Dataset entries
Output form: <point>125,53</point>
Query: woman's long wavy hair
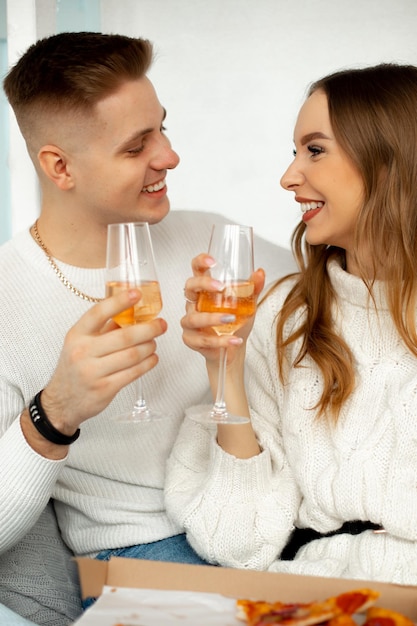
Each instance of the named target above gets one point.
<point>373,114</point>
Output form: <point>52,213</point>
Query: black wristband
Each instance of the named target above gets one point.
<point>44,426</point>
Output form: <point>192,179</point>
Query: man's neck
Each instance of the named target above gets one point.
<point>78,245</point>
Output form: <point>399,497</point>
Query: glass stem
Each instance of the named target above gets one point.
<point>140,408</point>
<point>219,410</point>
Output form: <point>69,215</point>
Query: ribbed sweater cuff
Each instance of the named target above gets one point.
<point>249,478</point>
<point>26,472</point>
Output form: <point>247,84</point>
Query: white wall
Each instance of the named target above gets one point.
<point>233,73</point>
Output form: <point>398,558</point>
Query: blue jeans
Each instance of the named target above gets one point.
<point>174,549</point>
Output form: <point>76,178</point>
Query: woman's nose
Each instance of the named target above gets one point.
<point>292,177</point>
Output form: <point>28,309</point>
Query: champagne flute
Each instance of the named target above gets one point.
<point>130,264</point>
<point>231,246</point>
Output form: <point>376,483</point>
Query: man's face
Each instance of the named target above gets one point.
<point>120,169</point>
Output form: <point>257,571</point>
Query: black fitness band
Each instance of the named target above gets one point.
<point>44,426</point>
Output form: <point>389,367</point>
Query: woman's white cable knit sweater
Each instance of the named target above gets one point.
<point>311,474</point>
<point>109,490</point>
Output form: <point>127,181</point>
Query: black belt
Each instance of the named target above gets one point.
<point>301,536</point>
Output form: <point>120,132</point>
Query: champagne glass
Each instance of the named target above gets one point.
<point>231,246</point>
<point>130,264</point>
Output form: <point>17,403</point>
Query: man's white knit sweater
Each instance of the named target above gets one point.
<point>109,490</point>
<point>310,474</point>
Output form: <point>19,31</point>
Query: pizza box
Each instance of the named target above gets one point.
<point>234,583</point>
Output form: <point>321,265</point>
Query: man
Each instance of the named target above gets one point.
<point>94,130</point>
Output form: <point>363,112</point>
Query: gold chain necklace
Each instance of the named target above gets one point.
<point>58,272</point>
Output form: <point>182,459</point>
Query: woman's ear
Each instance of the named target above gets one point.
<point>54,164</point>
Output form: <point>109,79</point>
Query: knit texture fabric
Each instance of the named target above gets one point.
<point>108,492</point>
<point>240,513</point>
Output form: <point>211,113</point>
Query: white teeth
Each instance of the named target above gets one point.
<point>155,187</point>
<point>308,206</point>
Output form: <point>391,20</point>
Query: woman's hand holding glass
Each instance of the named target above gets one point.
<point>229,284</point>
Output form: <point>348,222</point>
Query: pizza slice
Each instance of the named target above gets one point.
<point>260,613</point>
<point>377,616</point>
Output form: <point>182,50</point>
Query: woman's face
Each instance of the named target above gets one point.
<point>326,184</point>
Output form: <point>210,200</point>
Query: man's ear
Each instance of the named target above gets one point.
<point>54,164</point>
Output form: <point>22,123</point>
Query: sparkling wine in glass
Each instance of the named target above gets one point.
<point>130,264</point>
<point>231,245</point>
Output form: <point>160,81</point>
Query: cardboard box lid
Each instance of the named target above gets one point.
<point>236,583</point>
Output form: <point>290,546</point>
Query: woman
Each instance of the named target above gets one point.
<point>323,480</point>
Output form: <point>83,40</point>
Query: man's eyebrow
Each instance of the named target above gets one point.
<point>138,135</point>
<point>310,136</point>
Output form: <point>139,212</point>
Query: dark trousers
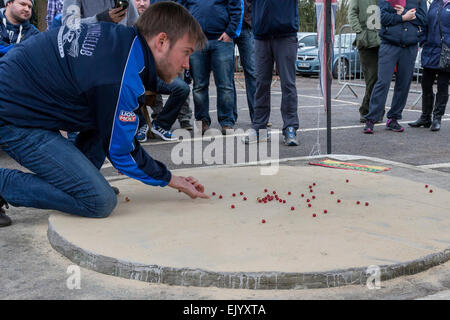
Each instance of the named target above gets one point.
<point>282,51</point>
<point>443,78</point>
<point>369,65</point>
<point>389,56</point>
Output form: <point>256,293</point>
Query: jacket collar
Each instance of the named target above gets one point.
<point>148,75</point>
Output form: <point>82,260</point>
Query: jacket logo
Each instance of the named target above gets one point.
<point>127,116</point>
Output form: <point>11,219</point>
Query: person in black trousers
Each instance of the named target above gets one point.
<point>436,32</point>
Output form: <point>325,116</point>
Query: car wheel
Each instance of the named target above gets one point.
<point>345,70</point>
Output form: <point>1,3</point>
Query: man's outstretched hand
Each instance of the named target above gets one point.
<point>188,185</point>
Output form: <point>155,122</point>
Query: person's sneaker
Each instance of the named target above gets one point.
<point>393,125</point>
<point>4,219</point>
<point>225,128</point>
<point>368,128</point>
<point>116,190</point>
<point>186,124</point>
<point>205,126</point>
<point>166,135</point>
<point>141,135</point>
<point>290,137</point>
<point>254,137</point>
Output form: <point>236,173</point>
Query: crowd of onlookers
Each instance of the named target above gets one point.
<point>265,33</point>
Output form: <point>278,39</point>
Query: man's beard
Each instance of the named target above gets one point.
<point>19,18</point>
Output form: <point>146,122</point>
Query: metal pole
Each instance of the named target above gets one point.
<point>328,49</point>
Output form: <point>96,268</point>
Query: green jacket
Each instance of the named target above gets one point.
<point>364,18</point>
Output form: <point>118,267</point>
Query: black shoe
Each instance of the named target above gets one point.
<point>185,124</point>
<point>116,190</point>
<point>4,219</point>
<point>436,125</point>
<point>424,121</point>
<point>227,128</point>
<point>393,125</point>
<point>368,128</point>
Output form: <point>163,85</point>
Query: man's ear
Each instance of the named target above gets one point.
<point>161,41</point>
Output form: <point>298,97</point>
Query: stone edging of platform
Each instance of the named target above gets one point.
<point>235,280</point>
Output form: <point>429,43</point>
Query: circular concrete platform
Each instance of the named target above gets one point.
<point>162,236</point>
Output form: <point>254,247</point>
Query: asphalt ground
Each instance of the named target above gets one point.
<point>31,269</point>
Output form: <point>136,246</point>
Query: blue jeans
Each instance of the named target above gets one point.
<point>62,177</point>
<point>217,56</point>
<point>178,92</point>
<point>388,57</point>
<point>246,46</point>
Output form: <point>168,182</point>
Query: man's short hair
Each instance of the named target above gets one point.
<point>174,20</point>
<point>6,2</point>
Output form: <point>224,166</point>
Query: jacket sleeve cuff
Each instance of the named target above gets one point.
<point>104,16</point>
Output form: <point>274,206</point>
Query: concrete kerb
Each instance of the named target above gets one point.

▶ **Your task**
If a line in the records holds the string "glass", copy it.

▶ **Your response**
Query: glass stem
Query: champagne glass
Query: woman's hand holding glass
Query: sparkling wine in glass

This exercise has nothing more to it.